__PASSAGE TO READ__:
------------------------
CloudGuruChallenge - Event Driven Python on AWS

After being asked by many friends about transitioning into a DevOps role with no background; I began doing some digging and stumbled upon the Cloud Resume Challenge. The book opens up with a story about a plumber learning to code while dealing with literal shit, then proceeds to give the curious an open-ended challenge to complete.

Some further digging I stumbled upon A Cloud Guru's Event-Driven Python challenge and decided to jump in as a means to overcome my fear of serverless functions and build some new skills.

Database

For the database, I decided to choose something light weight and affordable. DynamoDB looked to be the best option as I was able to quickly launch a table without having to managing credentials. Keeping the stack light and cost-efficient went hand in hand with a serverless stack. The main drawback to this decision is presented when setting up the dashboard. Unfortunately, there are some extra steps required to leverage AWS Quicksight which was a bit surprising for a native AWS tool.

Data Handling in Python

The data manipulation portion of this was new to me, even with a decent background in Python. For manipulating data, I used the pandas library and leveraged dataframes to manipulate fields and verify the data was as expected. The awswrangler package was used to load and update any records in the database that have been added. I do believe the function as a sync and will update any tables if the data is not the same, however I have not tested this for the sake of getting this project done. From a data engineering perspective it would be wise to verify the nature of the awswrangler put command. Once records are updated, I compare the fields in the dataframe with the number of rows in Dynamo to get the number of rows updated.

Infrastructure As Code (IAC)

The IAC portion of this project was quite interesting, as I had to leverage Terraform extensively to package the lambda application and deliver it to AWS. Since the repository was public (and also since it's good practice) I had to take into consideration publishing variable files to Git, as that would expose some ARN IDs, emails and AWS credentials. This issue becomes more apparent when hooking up the CI component of this project.
------------------------
__DATA ENTRIES__:

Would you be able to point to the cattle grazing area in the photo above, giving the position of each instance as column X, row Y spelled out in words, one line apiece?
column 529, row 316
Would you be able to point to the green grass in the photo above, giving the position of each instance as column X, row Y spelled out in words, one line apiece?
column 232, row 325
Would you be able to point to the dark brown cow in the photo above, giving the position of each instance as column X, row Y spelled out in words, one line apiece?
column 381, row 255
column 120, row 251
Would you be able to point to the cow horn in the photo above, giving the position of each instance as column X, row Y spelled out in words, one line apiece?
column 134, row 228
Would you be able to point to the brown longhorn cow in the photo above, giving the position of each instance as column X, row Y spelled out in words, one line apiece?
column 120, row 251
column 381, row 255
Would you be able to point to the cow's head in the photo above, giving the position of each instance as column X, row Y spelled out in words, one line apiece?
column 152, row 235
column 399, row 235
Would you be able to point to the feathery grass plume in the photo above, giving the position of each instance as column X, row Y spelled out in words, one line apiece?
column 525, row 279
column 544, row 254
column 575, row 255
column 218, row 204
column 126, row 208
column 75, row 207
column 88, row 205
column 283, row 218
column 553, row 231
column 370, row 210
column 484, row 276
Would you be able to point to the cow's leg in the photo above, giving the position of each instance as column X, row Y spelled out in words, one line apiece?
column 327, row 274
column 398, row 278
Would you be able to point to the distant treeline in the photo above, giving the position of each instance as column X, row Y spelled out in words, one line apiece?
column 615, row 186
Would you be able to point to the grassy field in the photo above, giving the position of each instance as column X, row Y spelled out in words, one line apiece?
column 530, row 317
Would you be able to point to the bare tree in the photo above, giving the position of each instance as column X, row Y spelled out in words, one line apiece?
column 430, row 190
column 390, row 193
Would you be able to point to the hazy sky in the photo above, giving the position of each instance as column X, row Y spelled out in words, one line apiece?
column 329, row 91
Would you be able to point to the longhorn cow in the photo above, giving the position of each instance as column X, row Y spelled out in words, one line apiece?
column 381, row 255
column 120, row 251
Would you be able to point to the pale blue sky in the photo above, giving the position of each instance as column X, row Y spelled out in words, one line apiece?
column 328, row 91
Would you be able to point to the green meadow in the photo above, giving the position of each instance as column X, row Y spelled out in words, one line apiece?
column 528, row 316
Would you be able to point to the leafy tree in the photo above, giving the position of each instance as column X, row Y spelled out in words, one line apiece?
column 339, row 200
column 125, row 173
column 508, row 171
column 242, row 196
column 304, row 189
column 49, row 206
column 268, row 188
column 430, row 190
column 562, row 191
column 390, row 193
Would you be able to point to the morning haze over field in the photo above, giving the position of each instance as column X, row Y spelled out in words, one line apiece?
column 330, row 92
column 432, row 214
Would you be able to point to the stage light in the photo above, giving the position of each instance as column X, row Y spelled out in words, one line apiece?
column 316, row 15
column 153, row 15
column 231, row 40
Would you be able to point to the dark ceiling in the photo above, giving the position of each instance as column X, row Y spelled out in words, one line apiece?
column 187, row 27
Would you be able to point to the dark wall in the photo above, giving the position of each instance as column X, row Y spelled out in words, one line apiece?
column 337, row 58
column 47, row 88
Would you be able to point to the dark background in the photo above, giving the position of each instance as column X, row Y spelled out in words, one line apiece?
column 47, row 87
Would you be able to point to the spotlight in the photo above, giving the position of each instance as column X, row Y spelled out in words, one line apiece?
------------------------
__PROBLEMS__:
1. In the post about the Event-Driven Python challenge, which package did the author use to load and update records in the database?
2. Continue the post about the Event-Driven Python challenge from its final sentence.

__RESPONSES TO THE EXERCISE__:
1. The author used the awswrangler package.

2.
A notable problem was dealing with delivering third party packages to lambda. Thankfully awswrangler has a lambda layer that we can pull in without any additional packages to build.

Notifications

Notifications were easy to hookup, leveraging AWS's SNS subscription. For flexibility and security, I configured the SNS topic via environment variable to the application. Anytime the job would succeed and update records, a message would be emailed letting the user know how many records were added to the table.

records-updated-notification

Whenever the job fails, the recipient will receive a notification with the python error message, which has proven very helpful when you need to debug any permission or code issues.

failed-job-notification

CI/CD

For CI/CD, I leveraged Github actions to deploy the Terraform changes. The workflow involves, opening up a Pull Request to run a terraform plan job. This way we can ensure our changes won't fail on the plan before merging. We can check out any updates in the comment section of the pull request. Upon merging to master, the job will run a terraform apply and updated our changes to AWS.

Follow this Terraform tutorial to learn how to leverage github actions to automate terraform deployments.

Wrap Up

This was a great project to explore the challenges a data engineer may face when setting up ETL pipelines. The most challenging parts of this challenge were deploying the lambdas to AWS and setting up a secure CI/CD pipeline. I can happily say, this entire project has a monthly cost of ~$10 even with active testing. You can find the source code for the project on GitHub.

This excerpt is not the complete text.